ASSIGNMENT: Find the lines of the records in which the word "blue" appears and report how many there are, as a number alone.

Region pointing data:

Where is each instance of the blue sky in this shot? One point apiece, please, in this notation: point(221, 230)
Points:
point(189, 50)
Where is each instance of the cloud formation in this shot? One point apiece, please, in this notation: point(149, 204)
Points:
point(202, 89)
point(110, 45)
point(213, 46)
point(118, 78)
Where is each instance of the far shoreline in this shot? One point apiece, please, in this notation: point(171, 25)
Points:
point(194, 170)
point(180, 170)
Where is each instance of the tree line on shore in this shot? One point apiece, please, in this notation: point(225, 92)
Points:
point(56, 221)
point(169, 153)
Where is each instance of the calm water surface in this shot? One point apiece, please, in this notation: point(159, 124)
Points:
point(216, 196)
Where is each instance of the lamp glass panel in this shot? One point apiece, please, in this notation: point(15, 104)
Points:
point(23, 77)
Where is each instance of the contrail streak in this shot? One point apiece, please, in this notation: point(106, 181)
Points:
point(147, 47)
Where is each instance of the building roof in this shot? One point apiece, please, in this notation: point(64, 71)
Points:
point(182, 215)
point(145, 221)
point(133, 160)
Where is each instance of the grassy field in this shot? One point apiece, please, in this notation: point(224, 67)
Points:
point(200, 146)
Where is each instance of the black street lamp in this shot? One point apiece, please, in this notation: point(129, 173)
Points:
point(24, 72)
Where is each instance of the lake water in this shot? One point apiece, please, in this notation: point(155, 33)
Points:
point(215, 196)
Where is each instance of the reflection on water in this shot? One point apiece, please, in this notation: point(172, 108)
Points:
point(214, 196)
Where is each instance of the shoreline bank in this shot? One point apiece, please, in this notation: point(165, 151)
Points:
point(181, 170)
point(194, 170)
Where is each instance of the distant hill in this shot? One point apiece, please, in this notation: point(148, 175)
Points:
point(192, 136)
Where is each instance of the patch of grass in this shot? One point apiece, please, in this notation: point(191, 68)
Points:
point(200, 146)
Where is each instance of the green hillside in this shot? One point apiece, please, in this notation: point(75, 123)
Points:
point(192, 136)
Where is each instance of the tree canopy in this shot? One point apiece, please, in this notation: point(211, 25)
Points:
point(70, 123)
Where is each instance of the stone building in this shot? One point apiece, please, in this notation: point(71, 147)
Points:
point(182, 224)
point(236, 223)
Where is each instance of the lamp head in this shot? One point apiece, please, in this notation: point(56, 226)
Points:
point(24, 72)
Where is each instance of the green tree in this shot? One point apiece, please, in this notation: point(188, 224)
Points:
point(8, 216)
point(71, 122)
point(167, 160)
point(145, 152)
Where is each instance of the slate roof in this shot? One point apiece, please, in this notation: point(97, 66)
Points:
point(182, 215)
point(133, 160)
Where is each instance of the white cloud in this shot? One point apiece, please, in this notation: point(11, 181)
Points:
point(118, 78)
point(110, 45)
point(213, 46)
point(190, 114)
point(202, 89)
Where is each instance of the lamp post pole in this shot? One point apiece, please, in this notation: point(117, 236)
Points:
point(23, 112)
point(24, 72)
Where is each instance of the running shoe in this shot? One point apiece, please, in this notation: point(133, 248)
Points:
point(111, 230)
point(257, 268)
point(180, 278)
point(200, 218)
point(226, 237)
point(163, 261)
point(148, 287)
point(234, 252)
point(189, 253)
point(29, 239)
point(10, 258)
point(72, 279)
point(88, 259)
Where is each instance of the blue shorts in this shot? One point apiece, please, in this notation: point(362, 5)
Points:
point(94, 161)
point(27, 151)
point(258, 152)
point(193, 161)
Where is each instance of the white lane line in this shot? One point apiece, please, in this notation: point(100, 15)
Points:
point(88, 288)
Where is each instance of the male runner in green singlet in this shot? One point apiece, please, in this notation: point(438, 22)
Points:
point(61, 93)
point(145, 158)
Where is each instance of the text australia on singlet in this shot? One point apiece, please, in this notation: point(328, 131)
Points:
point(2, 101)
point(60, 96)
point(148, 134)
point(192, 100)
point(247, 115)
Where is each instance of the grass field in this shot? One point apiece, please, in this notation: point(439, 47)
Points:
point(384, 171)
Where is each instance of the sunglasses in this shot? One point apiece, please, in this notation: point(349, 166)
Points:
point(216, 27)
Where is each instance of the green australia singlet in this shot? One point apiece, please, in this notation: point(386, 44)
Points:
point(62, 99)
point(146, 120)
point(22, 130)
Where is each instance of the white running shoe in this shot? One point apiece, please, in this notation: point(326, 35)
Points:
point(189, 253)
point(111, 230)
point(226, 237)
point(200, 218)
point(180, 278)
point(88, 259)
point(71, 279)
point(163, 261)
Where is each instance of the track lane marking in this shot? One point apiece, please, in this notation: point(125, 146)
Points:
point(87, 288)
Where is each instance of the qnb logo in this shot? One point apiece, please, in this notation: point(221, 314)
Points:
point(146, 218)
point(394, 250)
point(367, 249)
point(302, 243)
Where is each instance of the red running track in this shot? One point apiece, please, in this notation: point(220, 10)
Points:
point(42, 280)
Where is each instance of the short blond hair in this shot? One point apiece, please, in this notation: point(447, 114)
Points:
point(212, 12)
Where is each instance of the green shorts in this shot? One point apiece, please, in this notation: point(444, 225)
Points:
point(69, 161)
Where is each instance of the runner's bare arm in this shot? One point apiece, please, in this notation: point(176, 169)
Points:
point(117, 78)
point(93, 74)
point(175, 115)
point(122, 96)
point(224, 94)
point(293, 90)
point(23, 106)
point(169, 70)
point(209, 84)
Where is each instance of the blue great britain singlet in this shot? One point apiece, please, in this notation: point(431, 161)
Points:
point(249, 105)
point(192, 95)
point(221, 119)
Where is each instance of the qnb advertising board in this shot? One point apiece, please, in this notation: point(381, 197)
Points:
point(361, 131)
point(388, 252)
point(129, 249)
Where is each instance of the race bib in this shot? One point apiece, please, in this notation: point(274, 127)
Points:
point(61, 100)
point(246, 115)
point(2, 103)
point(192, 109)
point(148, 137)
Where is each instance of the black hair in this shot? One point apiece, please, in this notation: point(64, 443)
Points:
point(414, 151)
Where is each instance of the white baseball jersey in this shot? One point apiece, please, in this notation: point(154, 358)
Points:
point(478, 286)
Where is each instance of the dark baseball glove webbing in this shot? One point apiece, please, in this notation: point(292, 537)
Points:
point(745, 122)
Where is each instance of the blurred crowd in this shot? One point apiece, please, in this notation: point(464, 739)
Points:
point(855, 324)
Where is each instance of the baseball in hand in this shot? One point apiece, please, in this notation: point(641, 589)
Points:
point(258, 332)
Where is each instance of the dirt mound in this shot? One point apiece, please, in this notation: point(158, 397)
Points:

WRITTEN SOLUTION: 3